▶ [YOUR INSTRUCTIONS]
Decide whether each statement agrees with the forum thread about listening to classical music: (a) The opening poster has listened to every Brahms symphony. (b) The opening poster finds Beethoven's symphonies easy to get into. (c) The reply recommends listening to classical music as background music. Answer yes or no for each, quoting the deciding words of the thread.

▶ [DOCUMENT]
● ● ● ● ● ● ●
# Need Some Solutions



## Andante (Jun 27, 2015)

I have listened classical music for 2 years, mostly symphonic works and some choral works recently. I have listened(listened means listened completely more than 15 times) all symphonies of Brahms; 3, 5, 6, 7, 8, 9 of Beethoven; 9 of Dvorak; 4, 5, 6 of Tchaikovsky; 1, 4, 5, 6,7 of Mahler; Requiem, Great Mass and symphonies 40-41 of Mozart; 9 of Schubert; 94 of Haydn; 3rd piano concerto of Prokofiev; Matthauspassion and Goldberg variations of Bach. I'm trying to educate my taste while I'm still young, but there are still things which bother me about classical music.
1. I still can't enjoy a new composition in my first or second listening. I still couldn't get into symphonies of Beethoven, despite having listened them many times carefully and concentrated. I couldn't feel deep emotional feelings that I could with Mozart, Mahler or Bach. 
2. I get indifferent to a composition and the magic of a composition is for a very limited amount of time for me. I remember myself crying to second movement of Mahler's sixth, but now it does nothing on me(except some kind of intellectual appreciation). It it like an oyster completely closed, and it happened for many other compositions as well.
3. It seems that I have a quota each day or week for listening classical music, I can't listen more than a limited amount, I cannot concentrate on it, or lose my passion in the middle of a composition. Maybe that's also why I can't enjoy operas which last pretty long.
For these matters I wonder if they're common, or resoluble. I started to feel disappointed of the music that I have enjoyed much until that moment.


----------



## GreenMamba (Oct 14, 2012)

1. You will find many works that don't click right away. Give them a shot now, but don't be afraid to move away and come back to them later.

1a. Don't worry about the canon. If Beethoven's symphonies don't do it for you now, that's OK. Find your own tastes.

2. I suppose I can see how the emotional impact will not be the same for future listenings. For me, music isn't just about big emotions, so there's other stuff to fall back. Maybe following the structure of a work can keep you interested. It can be fascinating.

3. Some people here seem to be able to listen to CM all day. Not me. Even if I could only get a half hour of serious listening per day, I'd be OK with that. An early attempt for me to get into Classical foundered because I tried to listen too much as background music. Now I try to either listen intently, or not at all.
● ● ● ● ● ● ●
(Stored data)

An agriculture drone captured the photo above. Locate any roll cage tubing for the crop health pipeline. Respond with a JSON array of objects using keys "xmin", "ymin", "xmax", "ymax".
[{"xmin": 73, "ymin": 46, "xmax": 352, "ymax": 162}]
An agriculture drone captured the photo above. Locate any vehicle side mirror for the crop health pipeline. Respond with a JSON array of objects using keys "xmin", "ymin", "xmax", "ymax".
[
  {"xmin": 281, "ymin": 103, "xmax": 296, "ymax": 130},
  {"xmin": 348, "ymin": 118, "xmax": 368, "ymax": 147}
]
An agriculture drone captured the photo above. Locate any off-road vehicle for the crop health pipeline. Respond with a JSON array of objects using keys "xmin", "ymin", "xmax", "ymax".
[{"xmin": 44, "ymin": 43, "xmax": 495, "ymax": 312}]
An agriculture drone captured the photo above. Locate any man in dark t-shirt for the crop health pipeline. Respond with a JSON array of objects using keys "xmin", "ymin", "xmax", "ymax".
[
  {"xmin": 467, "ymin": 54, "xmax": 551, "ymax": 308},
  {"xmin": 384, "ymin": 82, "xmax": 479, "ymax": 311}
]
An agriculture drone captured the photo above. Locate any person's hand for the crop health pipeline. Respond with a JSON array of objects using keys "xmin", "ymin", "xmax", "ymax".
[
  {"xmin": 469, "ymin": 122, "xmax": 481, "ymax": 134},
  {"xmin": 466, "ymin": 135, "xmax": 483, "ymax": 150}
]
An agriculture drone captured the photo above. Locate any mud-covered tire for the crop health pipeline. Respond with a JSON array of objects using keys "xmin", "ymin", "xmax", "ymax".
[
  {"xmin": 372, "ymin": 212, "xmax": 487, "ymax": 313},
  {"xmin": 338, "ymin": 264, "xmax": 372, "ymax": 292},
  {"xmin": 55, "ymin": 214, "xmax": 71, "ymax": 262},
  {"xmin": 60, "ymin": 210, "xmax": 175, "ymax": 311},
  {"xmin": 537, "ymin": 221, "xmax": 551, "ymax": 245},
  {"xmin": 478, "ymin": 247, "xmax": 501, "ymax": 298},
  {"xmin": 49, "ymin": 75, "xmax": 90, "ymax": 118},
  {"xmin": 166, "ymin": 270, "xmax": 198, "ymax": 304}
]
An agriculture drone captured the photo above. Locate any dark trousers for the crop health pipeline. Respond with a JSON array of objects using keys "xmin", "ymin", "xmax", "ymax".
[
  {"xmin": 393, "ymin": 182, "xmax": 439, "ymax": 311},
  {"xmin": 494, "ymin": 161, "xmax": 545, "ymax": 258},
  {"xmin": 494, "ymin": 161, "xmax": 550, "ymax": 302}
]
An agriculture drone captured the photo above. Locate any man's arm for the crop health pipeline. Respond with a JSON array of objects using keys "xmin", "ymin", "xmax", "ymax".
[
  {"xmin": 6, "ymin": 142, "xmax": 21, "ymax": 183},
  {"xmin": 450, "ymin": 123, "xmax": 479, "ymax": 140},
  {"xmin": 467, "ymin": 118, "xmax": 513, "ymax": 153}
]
● ● ● ● ● ● ●
▶ [IN RESPONSE]
(a) Yes: "all symphonies of Brahms"
(b) No: "I still couldn't get into symphonies of Beethoven"
(c) No: "Now I try to either listen intently, or not at all."